Print the records below line for line, with no changes to any line.
- - - - -
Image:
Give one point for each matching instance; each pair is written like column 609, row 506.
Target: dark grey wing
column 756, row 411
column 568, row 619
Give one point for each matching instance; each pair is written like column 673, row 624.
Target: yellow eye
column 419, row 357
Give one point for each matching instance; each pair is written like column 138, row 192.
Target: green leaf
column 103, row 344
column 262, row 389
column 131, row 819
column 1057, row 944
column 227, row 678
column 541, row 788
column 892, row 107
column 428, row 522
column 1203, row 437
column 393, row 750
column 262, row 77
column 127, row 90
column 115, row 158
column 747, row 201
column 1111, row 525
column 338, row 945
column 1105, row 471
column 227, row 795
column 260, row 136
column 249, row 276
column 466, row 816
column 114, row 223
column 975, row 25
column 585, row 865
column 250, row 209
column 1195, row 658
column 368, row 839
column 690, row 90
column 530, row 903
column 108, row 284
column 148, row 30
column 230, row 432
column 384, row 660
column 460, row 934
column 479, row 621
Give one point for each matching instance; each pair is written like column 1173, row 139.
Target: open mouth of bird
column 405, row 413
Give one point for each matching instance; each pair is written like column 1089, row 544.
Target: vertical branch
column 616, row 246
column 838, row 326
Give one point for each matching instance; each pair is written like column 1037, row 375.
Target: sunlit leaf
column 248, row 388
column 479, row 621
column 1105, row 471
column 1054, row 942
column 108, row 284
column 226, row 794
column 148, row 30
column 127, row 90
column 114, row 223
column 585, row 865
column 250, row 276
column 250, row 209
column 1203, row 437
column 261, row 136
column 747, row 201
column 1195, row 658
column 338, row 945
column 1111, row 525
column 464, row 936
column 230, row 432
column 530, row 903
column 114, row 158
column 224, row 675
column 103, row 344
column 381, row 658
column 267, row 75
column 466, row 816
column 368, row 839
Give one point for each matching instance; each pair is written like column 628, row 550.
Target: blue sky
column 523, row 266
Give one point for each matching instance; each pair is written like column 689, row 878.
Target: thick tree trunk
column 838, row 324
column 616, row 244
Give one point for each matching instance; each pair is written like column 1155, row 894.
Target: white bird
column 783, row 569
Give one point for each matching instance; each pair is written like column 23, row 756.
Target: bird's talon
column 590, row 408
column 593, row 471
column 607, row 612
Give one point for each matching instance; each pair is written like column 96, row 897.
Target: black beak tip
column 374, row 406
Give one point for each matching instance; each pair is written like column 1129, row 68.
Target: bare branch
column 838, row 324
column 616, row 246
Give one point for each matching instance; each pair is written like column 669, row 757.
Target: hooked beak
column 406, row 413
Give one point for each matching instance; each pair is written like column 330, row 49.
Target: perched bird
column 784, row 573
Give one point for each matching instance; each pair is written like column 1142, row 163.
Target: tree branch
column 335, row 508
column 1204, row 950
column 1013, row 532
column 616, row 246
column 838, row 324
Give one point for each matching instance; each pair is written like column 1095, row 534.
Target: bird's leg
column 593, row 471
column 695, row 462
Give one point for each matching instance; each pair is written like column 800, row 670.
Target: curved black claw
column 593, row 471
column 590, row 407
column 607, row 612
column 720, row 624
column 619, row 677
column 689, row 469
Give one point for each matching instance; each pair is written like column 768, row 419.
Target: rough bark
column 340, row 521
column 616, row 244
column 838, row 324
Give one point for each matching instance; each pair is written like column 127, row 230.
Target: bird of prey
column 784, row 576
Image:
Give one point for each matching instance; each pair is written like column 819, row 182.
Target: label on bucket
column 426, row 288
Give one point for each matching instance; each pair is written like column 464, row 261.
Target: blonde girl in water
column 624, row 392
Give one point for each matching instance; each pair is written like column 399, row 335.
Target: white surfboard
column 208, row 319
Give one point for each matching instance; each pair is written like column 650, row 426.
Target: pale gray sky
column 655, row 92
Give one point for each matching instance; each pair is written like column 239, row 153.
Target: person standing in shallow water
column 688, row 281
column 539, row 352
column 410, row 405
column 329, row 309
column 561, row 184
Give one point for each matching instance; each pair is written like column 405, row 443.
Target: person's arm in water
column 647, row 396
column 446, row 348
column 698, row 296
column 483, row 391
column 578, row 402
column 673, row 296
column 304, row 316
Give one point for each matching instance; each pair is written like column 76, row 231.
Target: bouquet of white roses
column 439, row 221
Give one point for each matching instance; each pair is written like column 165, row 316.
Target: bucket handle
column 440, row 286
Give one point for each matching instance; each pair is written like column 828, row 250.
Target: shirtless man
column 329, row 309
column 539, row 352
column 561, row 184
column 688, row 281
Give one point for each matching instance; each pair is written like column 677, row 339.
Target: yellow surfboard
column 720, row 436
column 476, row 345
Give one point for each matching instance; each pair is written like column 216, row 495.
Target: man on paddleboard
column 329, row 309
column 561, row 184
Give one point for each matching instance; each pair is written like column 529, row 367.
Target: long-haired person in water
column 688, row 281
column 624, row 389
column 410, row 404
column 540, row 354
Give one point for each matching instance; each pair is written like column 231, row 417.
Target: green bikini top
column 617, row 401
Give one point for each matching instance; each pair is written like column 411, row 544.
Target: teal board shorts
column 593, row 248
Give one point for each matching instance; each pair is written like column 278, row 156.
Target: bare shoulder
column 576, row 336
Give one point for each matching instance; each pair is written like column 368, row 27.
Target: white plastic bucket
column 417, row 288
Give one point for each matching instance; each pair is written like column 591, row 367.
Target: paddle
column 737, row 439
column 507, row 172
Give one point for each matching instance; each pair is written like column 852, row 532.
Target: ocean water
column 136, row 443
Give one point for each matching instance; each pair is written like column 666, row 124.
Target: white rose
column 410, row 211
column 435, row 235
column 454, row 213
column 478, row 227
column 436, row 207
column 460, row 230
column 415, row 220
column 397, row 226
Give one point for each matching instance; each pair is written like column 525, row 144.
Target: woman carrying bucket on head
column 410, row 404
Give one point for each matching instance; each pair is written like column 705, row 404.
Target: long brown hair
- - - - -
# Result for this task
Image:
Give one point for each matching instance; each pair is written like column 609, row 506.
Target: dark grey wing
column 756, row 411
column 568, row 619
Give one point for each matching instance; each pair is written like column 673, row 624.
Target: yellow eye
column 419, row 357
Give one point for each matching instance; each pair is written like column 138, row 192.
Target: green leaf
column 103, row 344
column 262, row 389
column 131, row 819
column 1057, row 944
column 227, row 678
column 541, row 788
column 892, row 107
column 428, row 522
column 1203, row 437
column 393, row 750
column 262, row 77
column 127, row 90
column 115, row 158
column 747, row 201
column 1111, row 525
column 338, row 945
column 1105, row 471
column 227, row 795
column 260, row 136
column 249, row 276
column 466, row 816
column 114, row 223
column 975, row 25
column 585, row 865
column 250, row 209
column 1195, row 658
column 368, row 839
column 690, row 90
column 530, row 903
column 108, row 284
column 148, row 30
column 230, row 432
column 384, row 660
column 460, row 934
column 479, row 621
Give one point for each matching instance; each pair is written like column 1173, row 139.
Target: open mouth of bird
column 405, row 413
Give one point for each matching instance; each pair is written like column 1089, row 544.
Target: vertical branch
column 616, row 246
column 838, row 326
Give one point for each matching instance; each pair is written like column 1037, row 375.
Target: sunlit leaf
column 248, row 388
column 479, row 621
column 1105, row 471
column 1054, row 942
column 108, row 284
column 226, row 794
column 148, row 30
column 127, row 90
column 114, row 223
column 585, row 865
column 250, row 276
column 250, row 209
column 1203, row 437
column 261, row 136
column 747, row 201
column 1195, row 658
column 338, row 945
column 1111, row 525
column 464, row 936
column 230, row 432
column 530, row 903
column 114, row 158
column 224, row 675
column 103, row 344
column 381, row 658
column 267, row 75
column 466, row 816
column 368, row 839
Give one point for each matching instance; each pair is written like column 628, row 550.
Target: blue sky
column 523, row 266
Give one point for each matching instance; each pair is written like column 689, row 878.
Target: thick tree trunk
column 838, row 324
column 616, row 244
Give one point for each matching instance; each pair is written like column 1155, row 894.
Target: white bird
column 783, row 569
Give one point for each matching instance; each pair is written like column 23, row 756.
Target: bird's talon
column 590, row 408
column 593, row 471
column 607, row 612
Give one point for each matching instance; each pair is written like column 96, row 897.
Target: black beak tip
column 374, row 406
Give one point for each matching instance; each pair is written like column 1129, row 68.
Target: bare branch
column 838, row 324
column 616, row 246
Give one point for each matching instance; each pair is written like column 669, row 757.
Target: hooked beak
column 406, row 413
Give one point for each matching instance; each pair is written like column 330, row 49.
Target: perched bird
column 784, row 573
Give one point for each matching instance; each pair is written like column 1142, row 163.
Target: tree branch
column 335, row 508
column 1204, row 950
column 1013, row 532
column 616, row 246
column 838, row 324
Give one point for each matching instance; each pair is written like column 1095, row 534.
Target: bird's leg
column 593, row 471
column 695, row 462
Give one point for each matching instance; each pair is written like column 800, row 670.
Target: curved black claw
column 593, row 471
column 590, row 407
column 607, row 612
column 720, row 624
column 619, row 677
column 689, row 469
Give one point for each matching instance; each pair is written like column 768, row 419.
Target: rough bark
column 340, row 521
column 616, row 244
column 838, row 324
Give one point for each matching instance; each pair is written like column 127, row 230.
Target: bird of prey
column 784, row 576
Image:
Give one point for each matching instance; each pair is written like column 819, row 182.
Target: label on bucket
column 426, row 288
Give one point for each matching instance; each pair is written like column 464, row 261.
Target: blonde girl in water
column 624, row 392
Give one point for each matching instance; each pair is written like column 399, row 335.
Target: white surfboard
column 208, row 319
Give one point for each matching instance; each pair is written like column 650, row 426.
Target: pale gray sky
column 655, row 92
Give one point for each matching instance; each pair is written like column 239, row 153.
Target: person standing in shallow water
column 688, row 281
column 539, row 352
column 410, row 405
column 329, row 309
column 561, row 184
Give one point for each matching instance; each pair is written like column 405, row 443.
Target: person's arm in water
column 647, row 396
column 446, row 348
column 698, row 296
column 483, row 391
column 578, row 402
column 673, row 296
column 304, row 316
Give one point for each matching instance; each pair is written like column 76, row 231.
Target: bouquet of white roses
column 439, row 221
Give one point for each matching instance; each pair is written like column 165, row 316.
Target: bucket handle
column 440, row 286
Give one point for each matching instance; each pair is written like column 828, row 250.
Target: shirtless man
column 329, row 309
column 539, row 352
column 561, row 184
column 688, row 281
Give one point for each matching instance; each pair is written like column 677, row 339.
Target: yellow surfboard
column 720, row 436
column 476, row 345
Give one point for each matching instance; each pair is written like column 216, row 495.
Target: man on paddleboard
column 329, row 309
column 561, row 184
Give one point for each matching instance; each pair is written like column 529, row 367.
Target: long-haired person in water
column 688, row 281
column 624, row 389
column 410, row 404
column 540, row 354
Give one point for each matching instance; each pair is written like column 231, row 417.
Target: green bikini top
column 617, row 401
Give one point for each matching instance; each pair is written like column 411, row 544.
Target: teal board shorts
column 593, row 248
Give one point for each matching instance; each pair is written like column 278, row 156.
Target: bare shoulder
column 576, row 336
Give one point for each matching instance; each pair is written like column 368, row 27.
Target: white plastic bucket
column 417, row 288
Give one point for each matching instance; each pair is written like column 591, row 367.
Target: paddle
column 737, row 439
column 507, row 172
Give one point for each matching instance; each pair is written like column 852, row 532.
Target: ocean water
column 136, row 443
Give one point for each matching instance; each pair is written like column 666, row 124.
Target: white rose
column 410, row 211
column 435, row 235
column 454, row 213
column 478, row 227
column 436, row 207
column 460, row 230
column 415, row 220
column 397, row 226
Give one point for each matching instance; each pair is written like column 525, row 144.
Target: woman carrying bucket on head
column 410, row 404
Give one point for each matching instance; each pair is written like column 705, row 404.
Target: long brown hair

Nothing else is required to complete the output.